## Source document
Therefore, when you penetrate the illusion and at last see the negativity lodged in yourself, you are much nearer to salvation than those who cling to the false theories about life — false because in their hearts they do not really believe either the fake good feelings or the negative ones they produce to avoid death and nothingness.

It is impossible to eliminate the illusions unless one comes face to face with the discrepancy between what one consciously believes or what one thinks one believes and pays lip service to, and what one believes deep down in one’s soul where the emotions, attitudes, and concepts form a specific expectation of life and create a specific emotional climate. Wherever such negativity exists — hidden or overt — one does not trust in the ultimate good of one’s own personality nor, consequently, anyone else’s.

There is a great deal of difference between facing the negativity, understanding that here I am negating rather than affirming; here I express the negation in this specific way, and a justification of this negation, while denying its existence. The denial manifests in a continuous effort to talk oneself into the opposite state. The justification manifests as a destructive, negative world view to justify a personal fear. The fear is therefore denied in its real form. It must always lead back to a personal experience, never to a general one. In other words, when people try to expound a nihilistic world view, they hide their private fears, disappointments, and suffering, their distrust in their own innermost self, in their feelings, by making a general rule that life is, supposedly, bad. The personal experience must be unearthed.

## Data rows

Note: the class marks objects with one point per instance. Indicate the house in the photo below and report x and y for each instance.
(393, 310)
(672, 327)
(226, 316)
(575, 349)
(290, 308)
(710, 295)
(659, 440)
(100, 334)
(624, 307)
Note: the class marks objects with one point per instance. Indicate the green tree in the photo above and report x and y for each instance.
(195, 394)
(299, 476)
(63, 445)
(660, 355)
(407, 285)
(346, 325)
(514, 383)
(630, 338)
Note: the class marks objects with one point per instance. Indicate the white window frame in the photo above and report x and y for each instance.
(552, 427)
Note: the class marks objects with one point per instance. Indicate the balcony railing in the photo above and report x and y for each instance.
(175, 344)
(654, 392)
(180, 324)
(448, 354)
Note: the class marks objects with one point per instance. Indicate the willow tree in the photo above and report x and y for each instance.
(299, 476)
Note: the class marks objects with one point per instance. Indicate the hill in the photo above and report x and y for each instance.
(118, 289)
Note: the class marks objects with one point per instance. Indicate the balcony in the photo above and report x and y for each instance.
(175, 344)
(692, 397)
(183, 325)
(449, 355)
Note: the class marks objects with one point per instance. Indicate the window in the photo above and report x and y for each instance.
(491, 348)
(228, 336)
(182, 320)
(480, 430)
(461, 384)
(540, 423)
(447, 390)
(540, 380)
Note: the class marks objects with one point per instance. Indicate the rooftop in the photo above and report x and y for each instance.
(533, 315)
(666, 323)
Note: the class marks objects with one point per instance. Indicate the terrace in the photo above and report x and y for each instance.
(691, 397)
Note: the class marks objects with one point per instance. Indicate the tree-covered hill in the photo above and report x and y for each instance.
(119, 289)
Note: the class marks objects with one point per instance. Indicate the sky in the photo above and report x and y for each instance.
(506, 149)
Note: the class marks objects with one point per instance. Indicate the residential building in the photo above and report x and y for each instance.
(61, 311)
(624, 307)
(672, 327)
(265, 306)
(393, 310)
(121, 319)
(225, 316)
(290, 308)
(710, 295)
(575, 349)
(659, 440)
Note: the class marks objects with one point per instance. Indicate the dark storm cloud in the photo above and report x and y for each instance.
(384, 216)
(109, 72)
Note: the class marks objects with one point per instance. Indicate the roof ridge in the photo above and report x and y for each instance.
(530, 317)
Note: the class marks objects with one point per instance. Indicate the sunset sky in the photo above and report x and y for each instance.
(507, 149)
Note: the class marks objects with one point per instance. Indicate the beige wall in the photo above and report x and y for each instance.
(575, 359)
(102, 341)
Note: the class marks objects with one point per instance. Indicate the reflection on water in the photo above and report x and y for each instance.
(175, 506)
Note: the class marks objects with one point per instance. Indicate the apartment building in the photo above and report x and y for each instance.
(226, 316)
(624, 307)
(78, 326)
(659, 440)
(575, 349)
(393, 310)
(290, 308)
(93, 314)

## Stated problem A
Rewrite the records, beginning at the line that has "Indicate the terrace" and stopping after the last line of the records, with "Indicate" replaced by "Mark" and everything else left as it is.
## Stated problem B
Extend the passage on facing hidden negativity from the point where it stops.

## Final answer A
Note: the class marks objects with one point per instance. Mark the terrace in the photo above and report x and y for each instance.
(691, 397)
Note: the class marks objects with one point per instance. Mark the tree-covered hill in the photo above and report x and y for each instance.
(119, 289)
Note: the class marks objects with one point per instance. Mark the sky in the photo above and report x and y for each instance.
(506, 149)
Note: the class marks objects with one point per instance. Mark the residential building in the photo above and report x and y for each instance.
(61, 311)
(624, 307)
(672, 327)
(265, 306)
(393, 310)
(121, 319)
(225, 316)
(290, 308)
(710, 295)
(575, 349)
(659, 440)
Note: the class marks objects with one point per instance. Mark the dark storm cloud in the photo above and report x and y for each instance.
(384, 216)
(109, 72)
Note: the class marks objects with one point per instance. Mark the roof ridge in the photo above and report x and y for each instance.
(530, 317)
Note: the class marks objects with one point per instance. Mark the sunset sky in the photo above and report x and y for each instance.
(507, 149)
Note: the class marks objects with one point per instance. Mark the beige wall in the photo above and report x and y for each instance.
(575, 359)
(102, 341)
Note: the class marks objects with one point per instance. Mark the reflection on water in the photo above and report x and y for each instance.
(175, 506)
Note: the class marks objects with one point per instance. Mark the apartment building in the photo above and report x and y for each instance.
(226, 316)
(624, 307)
(78, 326)
(659, 440)
(575, 349)
(393, 310)
(290, 308)
(93, 314)

## Final answer B
Therefore this path must be concerned with penetrating illusions — the illusion that says, “I am fulfilled” when one feels unfulfilled; the illusion that pretends the world is bad when one believes that one’s feelings are unacceptable or dangerous; the illusion that ignores a particular unhappiness; the illusion that makes one unaware of how one holds back the spontaneous flow of natural feelings, and the illusion that does not want to see in what devious ways this can be accomplished.

Illusion does not refer only to glorifying or beautifying facts by falsely making them more positive. Nor does it refer only to ignoring vague factors that would need concise acknowledgement in order to bring the personality into balance and truth. It means more than denial and failure to ascertain an inner state. Even this failure to ascertain may be subtle, for a state may be half-admitted without your fully seeing it. Illusion also means producing unreal negative emotions. This, too, may be subtle.

Both positive and negative false emotions can be so subtle that it is easy not to admit them. It is rather obvious that false feelings are produced when one talks oneself into a feeling that one does not have at all. It is less obvious that the feelings are false when the rudiments of the particular feeling actually exist and on one level of consciousness the person would very much want to feel this particular emotion, but cannot, due to blockage. Hence, the feeling is manipulated, artificially exaggerated or dramatized. Again, this may apply to positive or negative emotions.

Dramatizing negative emotions is just as frequent as pretending positive feelings. Usually they go hand in hand and can be found together in the same psyche. One hangs onto hurts, which may be just as illusory as pretended fulfillment or a denied unfulfillment. Anger, hurt, suffering may all be dramatized and clung to. Artificial feelings, both positive and negative, serve to alleviate the terror of non-feeling, which is a state of nonlife.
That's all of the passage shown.